##### Dataset excerpts

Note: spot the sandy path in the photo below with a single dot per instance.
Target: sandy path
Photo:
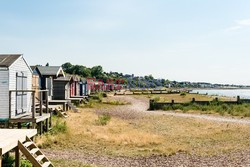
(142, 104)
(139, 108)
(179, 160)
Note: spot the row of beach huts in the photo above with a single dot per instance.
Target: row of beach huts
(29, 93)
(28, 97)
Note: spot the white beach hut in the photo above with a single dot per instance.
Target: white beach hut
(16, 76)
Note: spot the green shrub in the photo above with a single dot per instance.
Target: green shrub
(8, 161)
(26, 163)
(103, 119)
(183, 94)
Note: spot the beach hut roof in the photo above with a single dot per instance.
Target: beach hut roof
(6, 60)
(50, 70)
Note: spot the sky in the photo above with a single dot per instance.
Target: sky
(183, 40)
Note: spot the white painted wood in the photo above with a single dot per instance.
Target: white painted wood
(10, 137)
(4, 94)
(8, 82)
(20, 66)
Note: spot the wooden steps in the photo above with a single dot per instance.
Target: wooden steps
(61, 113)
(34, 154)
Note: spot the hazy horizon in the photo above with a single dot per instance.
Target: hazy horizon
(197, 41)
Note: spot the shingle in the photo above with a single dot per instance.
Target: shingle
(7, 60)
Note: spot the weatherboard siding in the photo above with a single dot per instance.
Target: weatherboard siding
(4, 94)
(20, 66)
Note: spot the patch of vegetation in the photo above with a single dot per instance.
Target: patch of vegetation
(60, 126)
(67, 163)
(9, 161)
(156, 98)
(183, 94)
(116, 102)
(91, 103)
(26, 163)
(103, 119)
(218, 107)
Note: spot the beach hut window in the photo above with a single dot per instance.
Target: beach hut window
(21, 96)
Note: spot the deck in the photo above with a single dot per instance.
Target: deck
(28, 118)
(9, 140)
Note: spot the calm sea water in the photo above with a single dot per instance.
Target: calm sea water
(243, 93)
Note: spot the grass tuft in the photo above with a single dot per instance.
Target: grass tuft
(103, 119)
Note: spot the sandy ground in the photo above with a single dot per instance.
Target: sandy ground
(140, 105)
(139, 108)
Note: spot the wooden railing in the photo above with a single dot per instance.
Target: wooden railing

##########

Please format everything from the line containing "Note: spot the wooden railing" down to the end of the records as a JSON list of strings, one string per line, leaving out blank lines.

[
  "Note: spot the wooden railing in the photo above with a single dot per instance.",
  "Target: wooden railing"
]